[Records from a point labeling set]
◆ ◆ ◆
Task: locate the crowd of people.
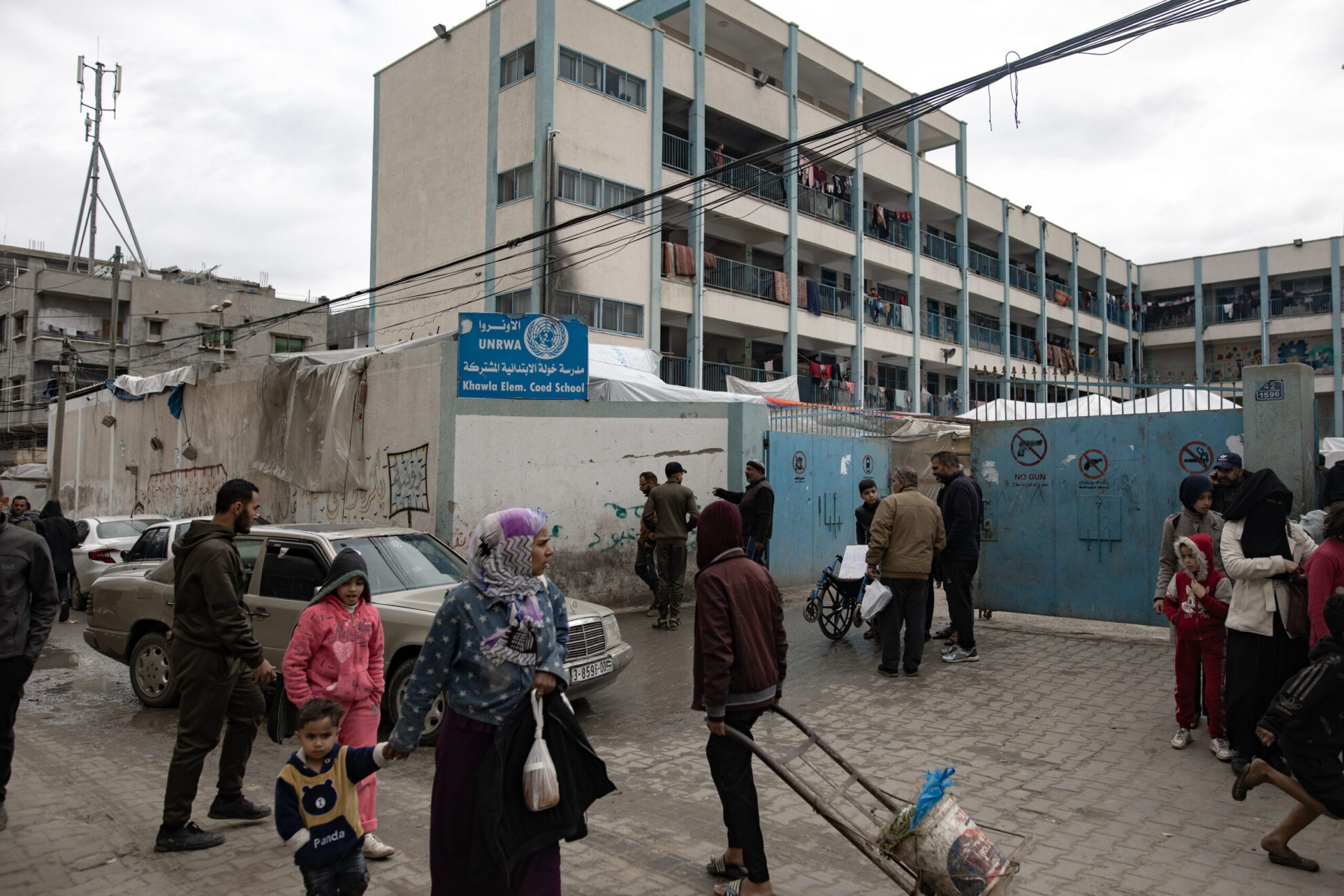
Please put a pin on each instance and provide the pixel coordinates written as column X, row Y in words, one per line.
column 1256, row 610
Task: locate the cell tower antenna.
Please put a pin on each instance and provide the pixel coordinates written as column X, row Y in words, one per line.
column 86, row 223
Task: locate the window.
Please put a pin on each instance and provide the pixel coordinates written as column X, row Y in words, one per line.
column 596, row 192
column 518, row 64
column 292, row 572
column 515, row 185
column 515, row 303
column 603, row 314
column 288, row 344
column 601, row 77
column 210, row 336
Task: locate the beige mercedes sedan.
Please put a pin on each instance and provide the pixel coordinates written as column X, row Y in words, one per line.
column 131, row 610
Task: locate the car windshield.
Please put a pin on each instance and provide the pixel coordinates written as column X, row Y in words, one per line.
column 126, row 528
column 405, row 562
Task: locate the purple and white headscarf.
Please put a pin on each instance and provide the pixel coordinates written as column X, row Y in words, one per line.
column 500, row 566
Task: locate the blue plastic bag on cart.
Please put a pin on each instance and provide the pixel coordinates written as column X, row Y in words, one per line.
column 936, row 783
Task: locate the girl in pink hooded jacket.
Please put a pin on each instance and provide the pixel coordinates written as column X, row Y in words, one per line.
column 336, row 652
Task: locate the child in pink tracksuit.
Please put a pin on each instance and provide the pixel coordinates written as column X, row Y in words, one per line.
column 336, row 652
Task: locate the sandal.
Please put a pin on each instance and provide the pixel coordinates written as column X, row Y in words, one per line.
column 720, row 868
column 1293, row 860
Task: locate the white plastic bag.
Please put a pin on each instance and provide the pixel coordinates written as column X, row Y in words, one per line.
column 875, row 598
column 540, row 786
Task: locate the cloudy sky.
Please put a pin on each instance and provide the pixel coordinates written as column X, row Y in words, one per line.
column 244, row 130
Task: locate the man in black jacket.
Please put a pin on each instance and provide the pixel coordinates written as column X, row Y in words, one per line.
column 27, row 609
column 757, row 508
column 218, row 667
column 961, row 513
column 62, row 536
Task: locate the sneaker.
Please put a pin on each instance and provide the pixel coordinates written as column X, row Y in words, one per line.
column 237, row 809
column 187, row 837
column 957, row 654
column 374, row 848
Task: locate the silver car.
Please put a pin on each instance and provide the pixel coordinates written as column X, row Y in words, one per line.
column 131, row 610
column 101, row 542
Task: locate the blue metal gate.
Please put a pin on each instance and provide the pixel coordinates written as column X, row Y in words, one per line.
column 816, row 489
column 1075, row 507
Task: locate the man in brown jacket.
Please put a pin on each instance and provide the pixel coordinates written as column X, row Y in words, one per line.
column 218, row 665
column 739, row 673
column 905, row 536
column 673, row 512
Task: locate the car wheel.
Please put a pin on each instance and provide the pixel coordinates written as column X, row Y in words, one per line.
column 396, row 695
column 149, row 675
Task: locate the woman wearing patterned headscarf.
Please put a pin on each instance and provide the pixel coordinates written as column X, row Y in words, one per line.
column 496, row 637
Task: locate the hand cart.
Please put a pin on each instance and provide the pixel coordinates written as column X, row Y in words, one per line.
column 861, row 810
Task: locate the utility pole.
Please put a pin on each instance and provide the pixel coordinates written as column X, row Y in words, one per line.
column 116, row 312
column 89, row 199
column 58, row 443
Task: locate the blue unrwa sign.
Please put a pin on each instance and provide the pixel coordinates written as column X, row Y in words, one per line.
column 527, row 356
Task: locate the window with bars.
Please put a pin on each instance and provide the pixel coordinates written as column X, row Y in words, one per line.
column 518, row 64
column 601, row 314
column 515, row 303
column 597, row 192
column 515, row 183
column 597, row 75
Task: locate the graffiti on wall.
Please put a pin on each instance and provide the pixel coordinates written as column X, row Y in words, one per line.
column 175, row 493
column 407, row 481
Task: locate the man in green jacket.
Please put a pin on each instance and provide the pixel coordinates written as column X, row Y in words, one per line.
column 218, row 667
column 672, row 506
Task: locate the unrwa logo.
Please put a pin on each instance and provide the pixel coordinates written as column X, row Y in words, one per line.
column 546, row 339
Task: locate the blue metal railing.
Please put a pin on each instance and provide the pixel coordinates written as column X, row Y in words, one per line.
column 984, row 337
column 983, row 265
column 940, row 326
column 739, row 277
column 1022, row 278
column 937, row 248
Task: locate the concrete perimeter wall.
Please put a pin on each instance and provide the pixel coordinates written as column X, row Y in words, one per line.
column 580, row 461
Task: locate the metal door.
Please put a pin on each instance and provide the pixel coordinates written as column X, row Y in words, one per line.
column 1075, row 507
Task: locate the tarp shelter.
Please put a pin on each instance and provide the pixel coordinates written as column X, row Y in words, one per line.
column 310, row 421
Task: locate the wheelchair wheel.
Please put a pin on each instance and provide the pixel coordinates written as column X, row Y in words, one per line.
column 835, row 612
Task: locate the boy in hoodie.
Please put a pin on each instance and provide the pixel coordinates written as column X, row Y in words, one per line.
column 1305, row 722
column 1197, row 603
column 318, row 802
column 336, row 653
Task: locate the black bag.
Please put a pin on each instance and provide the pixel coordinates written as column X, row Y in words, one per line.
column 281, row 712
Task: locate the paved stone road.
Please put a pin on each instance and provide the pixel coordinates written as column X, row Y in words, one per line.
column 1060, row 734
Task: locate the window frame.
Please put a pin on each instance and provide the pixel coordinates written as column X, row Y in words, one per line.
column 518, row 53
column 512, row 174
column 604, row 78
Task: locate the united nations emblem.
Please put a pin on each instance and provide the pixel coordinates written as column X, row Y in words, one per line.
column 546, row 339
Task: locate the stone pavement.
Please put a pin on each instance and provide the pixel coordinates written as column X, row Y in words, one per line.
column 1058, row 734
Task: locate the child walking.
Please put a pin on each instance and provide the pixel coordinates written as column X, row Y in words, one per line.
column 1197, row 603
column 336, row 652
column 318, row 802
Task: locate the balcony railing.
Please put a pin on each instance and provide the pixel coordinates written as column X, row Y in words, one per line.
column 986, row 339
column 895, row 233
column 739, row 277
column 1022, row 278
column 937, row 248
column 1023, row 348
column 983, row 265
column 940, row 326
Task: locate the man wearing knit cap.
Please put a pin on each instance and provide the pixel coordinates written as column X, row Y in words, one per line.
column 757, row 510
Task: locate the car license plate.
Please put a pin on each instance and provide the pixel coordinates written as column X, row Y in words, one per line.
column 591, row 671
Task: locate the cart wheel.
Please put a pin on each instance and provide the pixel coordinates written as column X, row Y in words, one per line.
column 835, row 613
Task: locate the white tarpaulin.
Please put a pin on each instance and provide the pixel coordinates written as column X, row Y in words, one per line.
column 156, row 384
column 310, row 426
column 784, row 387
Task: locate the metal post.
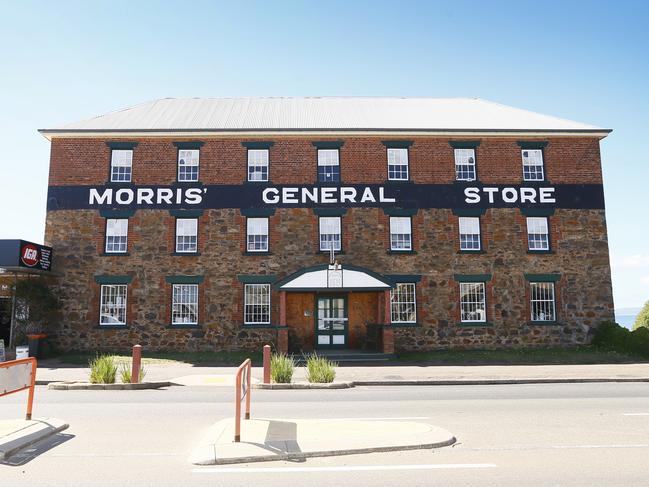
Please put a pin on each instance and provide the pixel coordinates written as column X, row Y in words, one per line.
column 137, row 360
column 266, row 364
column 30, row 398
column 13, row 313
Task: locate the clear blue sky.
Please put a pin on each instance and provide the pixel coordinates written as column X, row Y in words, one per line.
column 586, row 61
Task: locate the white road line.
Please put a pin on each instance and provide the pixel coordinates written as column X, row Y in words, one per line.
column 349, row 468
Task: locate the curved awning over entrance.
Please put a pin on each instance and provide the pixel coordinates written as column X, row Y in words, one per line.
column 338, row 278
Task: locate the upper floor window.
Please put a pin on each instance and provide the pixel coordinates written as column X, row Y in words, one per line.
column 328, row 165
column 537, row 233
column 112, row 307
column 258, row 165
column 121, row 163
column 403, row 304
column 542, row 302
column 532, row 164
column 116, row 235
column 188, row 164
column 469, row 232
column 397, row 164
column 465, row 164
column 400, row 233
column 256, row 304
column 257, row 234
column 472, row 302
column 330, row 232
column 186, row 235
column 184, row 306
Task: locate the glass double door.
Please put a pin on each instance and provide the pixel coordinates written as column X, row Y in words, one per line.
column 331, row 322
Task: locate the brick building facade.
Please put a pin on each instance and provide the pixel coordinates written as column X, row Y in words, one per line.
column 180, row 230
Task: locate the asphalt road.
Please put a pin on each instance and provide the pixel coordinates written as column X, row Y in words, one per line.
column 536, row 435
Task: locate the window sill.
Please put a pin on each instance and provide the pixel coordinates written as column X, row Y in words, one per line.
column 403, row 325
column 475, row 324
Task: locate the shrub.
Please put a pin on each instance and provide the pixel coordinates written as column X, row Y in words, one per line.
column 611, row 336
column 320, row 369
column 642, row 320
column 125, row 372
column 281, row 368
column 103, row 370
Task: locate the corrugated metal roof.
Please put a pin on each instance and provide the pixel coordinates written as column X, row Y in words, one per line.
column 322, row 114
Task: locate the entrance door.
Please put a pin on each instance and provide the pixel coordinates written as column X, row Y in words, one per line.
column 331, row 322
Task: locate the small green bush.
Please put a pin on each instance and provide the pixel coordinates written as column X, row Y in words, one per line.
column 611, row 336
column 125, row 372
column 103, row 370
column 320, row 369
column 281, row 368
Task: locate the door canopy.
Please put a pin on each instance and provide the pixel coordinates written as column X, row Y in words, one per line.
column 334, row 277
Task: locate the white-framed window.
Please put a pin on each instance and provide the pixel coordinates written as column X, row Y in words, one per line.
column 112, row 308
column 121, row 165
column 537, row 233
column 188, row 163
column 256, row 304
column 257, row 234
column 473, row 306
column 542, row 301
column 403, row 303
column 184, row 305
column 186, row 235
column 257, row 164
column 116, row 235
column 469, row 232
column 465, row 164
column 400, row 233
column 328, row 165
column 397, row 164
column 532, row 164
column 329, row 232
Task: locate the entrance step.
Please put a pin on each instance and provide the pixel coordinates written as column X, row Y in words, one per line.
◆ ◆ ◆
== Exercise task ==
Transcribe the rows above without alteration, from the line with "Task: locate the sandal." up to and including the line with "column 1293, row 860".

== Result for this exercise ==
Task: locate the sandal.
Please put a pin on each instance and provide the pixel coordinates written as column X, row Y in words, one per line.
column 720, row 868
column 1293, row 860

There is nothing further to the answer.